Aim of the exercise -
Swap "plastic" for "vinyl" throughout the records below, leaving every other line and character as it is.

[Some records]
====
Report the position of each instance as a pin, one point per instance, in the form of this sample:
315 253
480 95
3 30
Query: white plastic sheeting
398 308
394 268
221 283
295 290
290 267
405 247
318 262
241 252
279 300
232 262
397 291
====
Solution for this exercise -
Report the position of each instance as a pin, one point per instance, in the form of this sample:
315 253
480 95
3 30
Query: white vinyl sheeting
398 308
394 268
221 283
295 290
290 267
405 247
318 262
241 252
279 300
232 262
397 291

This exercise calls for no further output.